_STATED TASK_:
Could you repeat the records below with every "Pinpoint" swapped for "Locate" and nothing else altered?

_RECORD SET_:
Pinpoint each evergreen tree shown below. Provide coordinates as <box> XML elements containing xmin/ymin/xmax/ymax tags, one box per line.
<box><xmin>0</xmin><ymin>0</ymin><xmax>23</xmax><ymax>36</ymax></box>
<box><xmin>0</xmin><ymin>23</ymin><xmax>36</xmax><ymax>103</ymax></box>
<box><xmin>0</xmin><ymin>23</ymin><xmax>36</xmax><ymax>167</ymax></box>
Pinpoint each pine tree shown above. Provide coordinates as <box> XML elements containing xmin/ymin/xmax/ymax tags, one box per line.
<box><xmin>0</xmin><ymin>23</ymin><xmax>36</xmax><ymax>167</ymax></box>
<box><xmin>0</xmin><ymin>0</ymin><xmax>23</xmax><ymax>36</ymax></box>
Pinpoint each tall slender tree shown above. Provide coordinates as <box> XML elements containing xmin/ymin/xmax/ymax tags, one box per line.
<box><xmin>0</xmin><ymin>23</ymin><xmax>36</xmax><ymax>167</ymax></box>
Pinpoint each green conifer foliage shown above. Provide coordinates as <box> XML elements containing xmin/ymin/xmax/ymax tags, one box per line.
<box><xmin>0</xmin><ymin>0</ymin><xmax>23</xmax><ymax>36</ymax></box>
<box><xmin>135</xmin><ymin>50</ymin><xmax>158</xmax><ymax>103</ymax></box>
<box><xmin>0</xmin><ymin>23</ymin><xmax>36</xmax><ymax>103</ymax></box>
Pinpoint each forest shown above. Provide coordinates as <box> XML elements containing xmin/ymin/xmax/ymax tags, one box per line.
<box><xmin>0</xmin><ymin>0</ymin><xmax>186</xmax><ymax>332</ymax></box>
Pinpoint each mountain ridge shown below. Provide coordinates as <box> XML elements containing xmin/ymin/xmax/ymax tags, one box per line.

_EXERCISE SOLUTION_:
Locate each evergreen tree shown below. Provide coordinates as <box> XML elements containing xmin/ymin/xmax/ymax tags, one box per line.
<box><xmin>0</xmin><ymin>0</ymin><xmax>23</xmax><ymax>36</ymax></box>
<box><xmin>0</xmin><ymin>23</ymin><xmax>36</xmax><ymax>103</ymax></box>
<box><xmin>0</xmin><ymin>23</ymin><xmax>36</xmax><ymax>167</ymax></box>
Locate each pine tree shown above. Provide coordinates as <box> XML elements containing xmin/ymin/xmax/ymax tags, one box per line.
<box><xmin>0</xmin><ymin>23</ymin><xmax>36</xmax><ymax>167</ymax></box>
<box><xmin>0</xmin><ymin>0</ymin><xmax>23</xmax><ymax>36</ymax></box>
Locate each tall slender tree shown above. Provide coordinates as <box> XML elements containing xmin/ymin/xmax/ymax tags, one box per line.
<box><xmin>0</xmin><ymin>23</ymin><xmax>36</xmax><ymax>167</ymax></box>
Locate each green conifer foliage shown above. Provide coordinates as <box> XML elements containing xmin/ymin/xmax/ymax tags, one box per line.
<box><xmin>0</xmin><ymin>0</ymin><xmax>23</xmax><ymax>36</ymax></box>
<box><xmin>135</xmin><ymin>50</ymin><xmax>158</xmax><ymax>103</ymax></box>
<box><xmin>0</xmin><ymin>23</ymin><xmax>36</xmax><ymax>103</ymax></box>
Locate each forest shown above. Provide coordinates as <box> XML elements containing xmin/ymin/xmax/ymax tags, one box per line.
<box><xmin>0</xmin><ymin>0</ymin><xmax>186</xmax><ymax>332</ymax></box>
Locate each mountain ridge shown below. Provide coordinates as <box> XML elements containing xmin/ymin/xmax/ymax tags, one box per line.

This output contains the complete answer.